• WHAT IS BEING ASKED: This exercise calls for an exact transcription. Set down every record below.

• DATA TO EXAMINE:

▼

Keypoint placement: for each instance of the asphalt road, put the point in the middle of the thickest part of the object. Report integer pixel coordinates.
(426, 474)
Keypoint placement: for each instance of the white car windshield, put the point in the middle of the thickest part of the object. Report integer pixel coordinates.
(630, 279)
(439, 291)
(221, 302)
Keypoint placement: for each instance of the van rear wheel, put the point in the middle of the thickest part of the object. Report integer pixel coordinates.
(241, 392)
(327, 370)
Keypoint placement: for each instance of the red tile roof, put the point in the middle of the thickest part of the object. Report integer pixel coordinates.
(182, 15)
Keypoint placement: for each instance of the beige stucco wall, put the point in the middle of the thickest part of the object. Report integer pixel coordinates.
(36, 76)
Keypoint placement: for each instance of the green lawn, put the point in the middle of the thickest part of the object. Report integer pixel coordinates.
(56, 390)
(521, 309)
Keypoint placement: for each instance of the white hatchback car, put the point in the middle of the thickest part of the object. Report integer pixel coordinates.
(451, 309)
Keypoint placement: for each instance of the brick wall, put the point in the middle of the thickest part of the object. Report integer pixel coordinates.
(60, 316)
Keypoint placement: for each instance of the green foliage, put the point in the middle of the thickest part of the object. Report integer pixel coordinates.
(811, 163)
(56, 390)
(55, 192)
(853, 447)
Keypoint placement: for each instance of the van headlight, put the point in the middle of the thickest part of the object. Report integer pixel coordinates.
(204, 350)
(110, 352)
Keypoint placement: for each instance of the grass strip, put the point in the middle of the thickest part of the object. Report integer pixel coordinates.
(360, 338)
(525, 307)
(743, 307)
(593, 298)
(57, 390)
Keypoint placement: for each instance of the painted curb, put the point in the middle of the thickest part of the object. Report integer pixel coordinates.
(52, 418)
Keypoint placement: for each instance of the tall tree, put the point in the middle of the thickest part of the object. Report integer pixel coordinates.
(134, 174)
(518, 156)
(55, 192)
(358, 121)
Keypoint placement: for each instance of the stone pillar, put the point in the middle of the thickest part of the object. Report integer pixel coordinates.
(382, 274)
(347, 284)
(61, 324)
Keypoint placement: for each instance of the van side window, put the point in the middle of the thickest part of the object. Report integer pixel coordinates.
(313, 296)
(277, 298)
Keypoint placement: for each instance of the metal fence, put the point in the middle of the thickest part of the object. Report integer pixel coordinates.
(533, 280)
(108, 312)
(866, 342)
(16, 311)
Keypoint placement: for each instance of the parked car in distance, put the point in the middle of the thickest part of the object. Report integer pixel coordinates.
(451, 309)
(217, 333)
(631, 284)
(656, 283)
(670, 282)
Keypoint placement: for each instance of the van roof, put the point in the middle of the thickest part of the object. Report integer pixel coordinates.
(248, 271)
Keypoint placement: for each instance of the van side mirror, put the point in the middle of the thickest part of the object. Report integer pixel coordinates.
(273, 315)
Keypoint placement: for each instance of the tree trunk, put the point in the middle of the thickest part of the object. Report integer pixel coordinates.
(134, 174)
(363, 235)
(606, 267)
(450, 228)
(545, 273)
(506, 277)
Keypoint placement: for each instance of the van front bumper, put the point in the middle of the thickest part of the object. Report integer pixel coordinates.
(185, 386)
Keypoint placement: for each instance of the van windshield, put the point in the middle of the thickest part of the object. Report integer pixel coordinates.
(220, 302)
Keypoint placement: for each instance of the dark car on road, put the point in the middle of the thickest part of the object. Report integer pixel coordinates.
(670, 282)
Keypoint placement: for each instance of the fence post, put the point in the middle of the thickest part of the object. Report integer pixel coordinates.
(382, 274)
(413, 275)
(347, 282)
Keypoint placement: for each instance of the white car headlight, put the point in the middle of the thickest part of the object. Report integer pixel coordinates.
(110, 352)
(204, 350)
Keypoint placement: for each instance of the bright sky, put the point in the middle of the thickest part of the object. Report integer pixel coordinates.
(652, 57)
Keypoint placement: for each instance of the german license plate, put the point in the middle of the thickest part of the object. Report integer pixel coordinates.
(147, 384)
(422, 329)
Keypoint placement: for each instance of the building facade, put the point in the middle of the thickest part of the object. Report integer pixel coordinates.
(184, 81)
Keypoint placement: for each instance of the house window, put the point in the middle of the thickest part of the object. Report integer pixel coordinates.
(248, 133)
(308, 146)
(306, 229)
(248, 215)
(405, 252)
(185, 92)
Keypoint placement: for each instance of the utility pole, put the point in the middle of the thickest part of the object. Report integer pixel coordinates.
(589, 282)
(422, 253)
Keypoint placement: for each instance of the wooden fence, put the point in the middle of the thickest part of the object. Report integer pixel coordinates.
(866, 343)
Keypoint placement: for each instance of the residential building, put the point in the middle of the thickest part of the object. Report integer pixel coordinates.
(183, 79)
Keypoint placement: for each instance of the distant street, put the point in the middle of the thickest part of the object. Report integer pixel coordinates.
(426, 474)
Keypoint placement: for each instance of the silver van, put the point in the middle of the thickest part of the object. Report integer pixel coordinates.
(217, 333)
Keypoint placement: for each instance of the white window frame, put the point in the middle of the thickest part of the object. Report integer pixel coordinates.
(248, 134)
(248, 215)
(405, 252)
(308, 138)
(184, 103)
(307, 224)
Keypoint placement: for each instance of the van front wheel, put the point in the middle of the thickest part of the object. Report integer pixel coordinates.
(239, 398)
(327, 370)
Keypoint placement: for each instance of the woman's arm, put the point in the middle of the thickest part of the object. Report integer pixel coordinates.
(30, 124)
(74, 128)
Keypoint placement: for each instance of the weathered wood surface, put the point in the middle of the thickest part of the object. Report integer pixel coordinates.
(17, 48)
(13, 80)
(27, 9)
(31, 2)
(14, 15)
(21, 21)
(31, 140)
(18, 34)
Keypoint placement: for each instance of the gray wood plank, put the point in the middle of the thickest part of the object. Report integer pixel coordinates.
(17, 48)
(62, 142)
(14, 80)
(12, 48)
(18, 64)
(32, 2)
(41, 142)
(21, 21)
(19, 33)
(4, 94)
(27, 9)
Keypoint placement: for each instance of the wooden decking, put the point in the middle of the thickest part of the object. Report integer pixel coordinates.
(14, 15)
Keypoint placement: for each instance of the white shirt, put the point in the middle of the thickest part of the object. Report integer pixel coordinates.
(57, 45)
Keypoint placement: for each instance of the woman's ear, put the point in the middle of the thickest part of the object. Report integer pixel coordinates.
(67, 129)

▲

• EXPECTED ANSWER:
Keypoint placement: for each instance of the asphalt road, put the point in the middle of the thickest part of the object. Report integer pixel coordinates.
(426, 474)
Keypoint placement: for each instance of the white car windshield, put the point in the middle of the thickest part of the object. Report integer pixel coordinates.
(630, 279)
(439, 291)
(221, 302)
Keypoint placement: for each instance of the van rear wheel, put the point in the middle of the thickest part of the object. Report integer pixel coordinates.
(241, 392)
(327, 370)
Keypoint placement: for each instance of the red tile roof, put the point in the middle of the thickest part of the object. Report integer pixel coordinates.
(182, 15)
Keypoint placement: for each instance of the beige stucco wall, put the point in the middle of the thickest part of the object. Report integer pixel coordinates.
(36, 76)
Keypoint placement: for each instance of the green lawn, put the point in the middle of the thickest part of the object. Report integer pixel coordinates.
(56, 390)
(521, 309)
Keypoint placement: for each instance of the white hatchback car, put the point in the middle of the thickest part of the object. Report integer pixel coordinates.
(451, 309)
Keypoint placement: for each instance of the brick wall, put the point in the middle of the thickest part of the object. Report integer pixel coordinates.
(60, 316)
Keypoint placement: for each instance of the green foliage, put the point in the middle of the thickest part of the object. Report integer pixel coordinates.
(811, 163)
(56, 390)
(55, 192)
(853, 447)
Keypoint placement: for each instance of the van headlight, put the point in the middle of the thickest part of the object. Report integer pixel coordinates.
(204, 350)
(110, 352)
Keypoint placement: for each instance of the grass strip, put the point in the middle of the thickest part of the object. Report integer pixel coordinates.
(360, 338)
(525, 307)
(743, 307)
(593, 298)
(57, 390)
Keypoint placement: for each instance of the painted curb, put the point in the middle of the thickest part of the object. Report integer pixel coordinates.
(52, 418)
Keypoint placement: for each instance of the tall tree, put the point in the middle of the thickest part of the object. Report integer pixel coordinates.
(134, 174)
(518, 156)
(55, 192)
(358, 121)
Keypoint placement: for each instance of the stone pillar, put the point in the middle of the thickest part of the object. Report integer pixel coordinates.
(382, 274)
(347, 284)
(61, 324)
Keypoint placement: for each instance of the van side window, put the point in the middle of the thickest part of the object. Report integer pixel coordinates.
(313, 296)
(277, 298)
Keypoint placement: for each instance of the metal fence, put the point in the middle of the thickest part of the object. Report integer pixel coordinates.
(533, 280)
(108, 312)
(866, 342)
(16, 311)
Keypoint placement: for each instance of the parked car in distance, put the point in the middle of the thickest part of the object. Report integer pixel coordinates.
(451, 309)
(217, 333)
(631, 284)
(656, 283)
(670, 282)
Keypoint placement: for each instance of the van roof, put the point in the middle of the thickest part of the object. Report integer pixel coordinates.
(248, 271)
Keypoint placement: for each instance of the van side mirror, put the point in the middle of the thickest part of the object. Report integer pixel coordinates.
(273, 315)
Keypoint placement: for each instance of the tree trunk, put the point in the middle of the thickest part of the object. Report integer pixel coordinates.
(134, 174)
(363, 235)
(606, 267)
(450, 228)
(545, 273)
(506, 277)
Keypoint placement: for each instance of the van front bumper, put the point in the middle of the thickest part of the object. Report integer pixel coordinates.
(185, 386)
Keypoint placement: for each instance of the van windshield, put the point in the middle of the thickest part of the object. Report integer pixel coordinates.
(220, 302)
Keypoint placement: for each instance of the dark car on road, put the point in the middle of the thickest part of the object. Report integer pixel coordinates.
(670, 282)
Keypoint placement: for each instance of the fence post, put the point in the middle of the thickest part of the object. Report integer pixel coordinates.
(382, 274)
(413, 275)
(347, 282)
Keypoint placement: for each instance of the white car headlight, put the point in the middle of the thickest part of the object. Report integer pixel coordinates.
(110, 352)
(204, 350)
Keypoint placement: for each instance of the bright sky, put the point in the middle of the thickest part of the object. Report integer pixel coordinates.
(652, 57)
Keypoint placement: for each instance of the german license plate, put the point in the middle of the thickest part of the object. Report integer pixel coordinates.
(147, 384)
(422, 329)
Keypoint placement: for each instance of the building facade, put the point in the middle of the thickest part of the object. Report integer pixel coordinates.
(184, 81)
Keypoint placement: for each instance of the house window, put the point in the middle of the thickest part of the object. Report integer pixel coordinates.
(248, 133)
(308, 146)
(306, 229)
(248, 215)
(405, 252)
(185, 92)
Keypoint placement: for each instance of the utility pole, put the point in the middle of the thickest part of the object. Report integer pixel coordinates.
(589, 282)
(422, 253)
Keypoint placement: for each instance of the wooden fence, put the point in the middle of the thickest part of the object. Report integer pixel coordinates.
(866, 343)
Keypoint placement: for each instance of the residential building, put the point in the middle of the thickest part of the object. Report integer pixel coordinates.
(183, 79)
Keypoint placement: for each instance of the distant street, put the point in the middle of the thickest part of the object. Report integer pixel coordinates.
(426, 474)
Keypoint placement: for each instance of the silver van, put the point in the middle of the thickest part of the object. Report integer pixel coordinates.
(217, 333)
Keypoint placement: for each instance of the white window frame, put the point in the middle of the thickest part of the object. Report integer pixel coordinates.
(248, 134)
(248, 215)
(405, 252)
(308, 138)
(184, 103)
(307, 224)
Keypoint placement: for each instance of the van front wheel, put the point in the middle of the thickest part of the object. Report integer pixel coordinates.
(239, 398)
(327, 370)
Keypoint placement: for each instance of the woman's arm, put the point in the middle of the thickest part of the object. Report integer pixel coordinates.
(30, 124)
(74, 128)
Keypoint placement: for each instance of the weathered wood surface, put the point in the middle of the thickest part of the object. Report integer pixel coordinates.
(17, 48)
(13, 80)
(27, 9)
(31, 2)
(14, 15)
(21, 21)
(31, 140)
(18, 34)
Keypoint placement: for each instance of the gray wood plank, put the point in the middle of the thickest part of the object. Report integer pixel coordinates.
(17, 48)
(62, 142)
(14, 80)
(12, 48)
(18, 64)
(32, 2)
(41, 142)
(21, 21)
(19, 33)
(4, 94)
(27, 9)
Keypoint placement: for each instance of the wooden decking, put the point in the middle of the thickest part of the object. Report integer pixel coordinates.
(14, 15)
Keypoint placement: for each instance of the white shirt, put the point in the middle of the thickest part of the object. Report integer pixel coordinates.
(57, 45)
Keypoint placement: for each instance of the woman's ear, put the point in the middle of the thickest part of the object. Report integer pixel coordinates.
(67, 129)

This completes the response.